━━ Entries supplied ━━
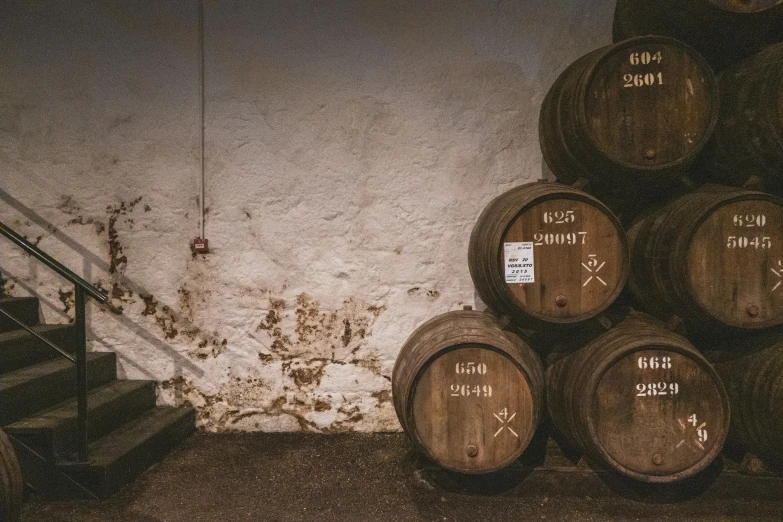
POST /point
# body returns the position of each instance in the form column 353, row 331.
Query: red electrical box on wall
column 201, row 246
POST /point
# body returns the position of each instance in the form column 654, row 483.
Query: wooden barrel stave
column 456, row 431
column 557, row 296
column 684, row 262
column 754, row 382
column 723, row 31
column 593, row 124
column 748, row 139
column 590, row 406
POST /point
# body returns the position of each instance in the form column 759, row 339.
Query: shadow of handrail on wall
column 90, row 260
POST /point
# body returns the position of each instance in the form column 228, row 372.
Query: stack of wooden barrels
column 661, row 240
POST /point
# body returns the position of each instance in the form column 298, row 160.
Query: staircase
column 77, row 430
column 127, row 433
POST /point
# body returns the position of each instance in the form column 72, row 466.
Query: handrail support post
column 81, row 370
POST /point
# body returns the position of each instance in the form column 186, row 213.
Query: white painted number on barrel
column 654, row 363
column 779, row 274
column 750, row 220
column 559, row 217
column 643, row 80
column 701, row 432
column 470, row 368
column 763, row 242
column 467, row 390
column 657, row 388
column 571, row 238
column 645, row 58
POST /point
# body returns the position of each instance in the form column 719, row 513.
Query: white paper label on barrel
column 519, row 262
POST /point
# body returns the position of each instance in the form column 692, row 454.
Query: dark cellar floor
column 292, row 477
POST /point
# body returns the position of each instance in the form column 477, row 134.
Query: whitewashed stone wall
column 350, row 147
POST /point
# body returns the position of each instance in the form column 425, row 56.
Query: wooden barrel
column 713, row 257
column 748, row 140
column 547, row 254
column 468, row 394
column 11, row 485
column 633, row 114
column 724, row 31
column 754, row 382
column 642, row 401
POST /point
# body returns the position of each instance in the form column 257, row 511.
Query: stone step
column 19, row 349
column 31, row 389
column 53, row 433
column 118, row 458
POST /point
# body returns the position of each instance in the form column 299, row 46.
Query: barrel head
column 659, row 416
column 473, row 410
column 579, row 259
column 650, row 103
column 735, row 263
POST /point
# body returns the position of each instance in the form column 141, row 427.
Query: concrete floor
column 265, row 477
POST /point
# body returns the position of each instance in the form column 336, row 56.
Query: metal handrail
column 52, row 263
column 38, row 336
column 82, row 289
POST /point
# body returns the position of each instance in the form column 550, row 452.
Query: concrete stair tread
column 40, row 329
column 106, row 451
column 34, row 388
column 19, row 349
column 36, row 371
column 122, row 455
column 66, row 411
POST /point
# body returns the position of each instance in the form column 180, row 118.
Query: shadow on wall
column 91, row 260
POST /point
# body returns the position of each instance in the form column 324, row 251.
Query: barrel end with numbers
column 641, row 401
column 467, row 393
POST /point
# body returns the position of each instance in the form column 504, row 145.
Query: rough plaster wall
column 350, row 148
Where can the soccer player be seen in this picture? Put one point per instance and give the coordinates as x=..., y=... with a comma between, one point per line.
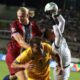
x=37, y=55
x=59, y=43
x=22, y=30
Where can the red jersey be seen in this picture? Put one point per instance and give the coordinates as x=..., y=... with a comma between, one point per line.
x=27, y=31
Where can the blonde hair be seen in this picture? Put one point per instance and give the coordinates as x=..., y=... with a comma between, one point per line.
x=24, y=10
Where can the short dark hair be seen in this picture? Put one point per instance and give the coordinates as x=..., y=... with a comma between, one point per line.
x=35, y=40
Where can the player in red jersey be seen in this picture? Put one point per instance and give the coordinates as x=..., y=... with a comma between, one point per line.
x=22, y=30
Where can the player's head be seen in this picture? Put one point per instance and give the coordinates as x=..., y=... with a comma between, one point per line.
x=23, y=15
x=51, y=8
x=6, y=77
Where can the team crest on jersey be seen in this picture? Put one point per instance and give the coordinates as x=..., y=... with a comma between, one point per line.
x=13, y=29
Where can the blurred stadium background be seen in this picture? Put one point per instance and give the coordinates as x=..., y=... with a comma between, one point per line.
x=70, y=9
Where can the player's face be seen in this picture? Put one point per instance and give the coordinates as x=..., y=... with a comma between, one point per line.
x=22, y=17
x=36, y=48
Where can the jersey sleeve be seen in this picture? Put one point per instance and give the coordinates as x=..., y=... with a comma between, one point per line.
x=25, y=56
x=36, y=29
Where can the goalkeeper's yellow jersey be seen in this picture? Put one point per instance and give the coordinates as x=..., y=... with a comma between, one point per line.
x=42, y=69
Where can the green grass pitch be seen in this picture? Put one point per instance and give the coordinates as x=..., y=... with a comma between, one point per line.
x=4, y=71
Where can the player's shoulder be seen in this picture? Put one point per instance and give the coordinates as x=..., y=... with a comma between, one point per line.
x=46, y=45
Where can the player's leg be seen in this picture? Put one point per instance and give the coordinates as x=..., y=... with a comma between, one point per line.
x=66, y=73
x=21, y=75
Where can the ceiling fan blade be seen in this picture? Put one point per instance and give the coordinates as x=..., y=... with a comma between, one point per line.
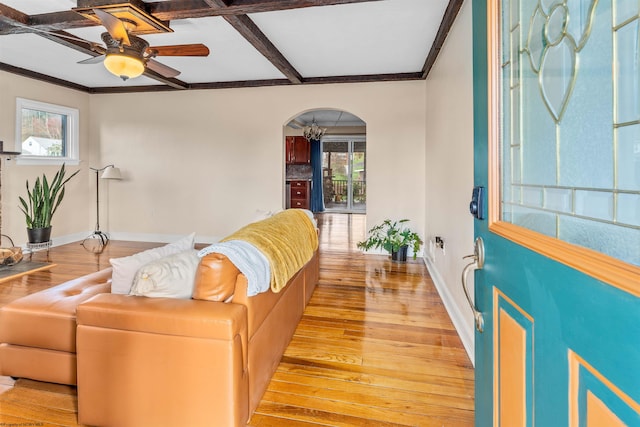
━━━
- Exercise instructions: Taking the entries above, restate exactly those lines that fall between the line with "425, row 56." and the line with "299, row 46.", keeping both of those lines too.

- Output of the exercise:
# body returns the position of each instance in the form column 425, row 56.
Query: wooden barrel
column 713, row 257
column 748, row 140
column 547, row 254
column 468, row 394
column 11, row 485
column 633, row 114
column 724, row 31
column 754, row 382
column 642, row 401
POST /point
# body returns the position of each instance in the form column 257, row 511.
Query: stone step
column 19, row 349
column 31, row 389
column 53, row 433
column 118, row 458
POST /point
# body returns the position of each instance in the form column 299, row 46.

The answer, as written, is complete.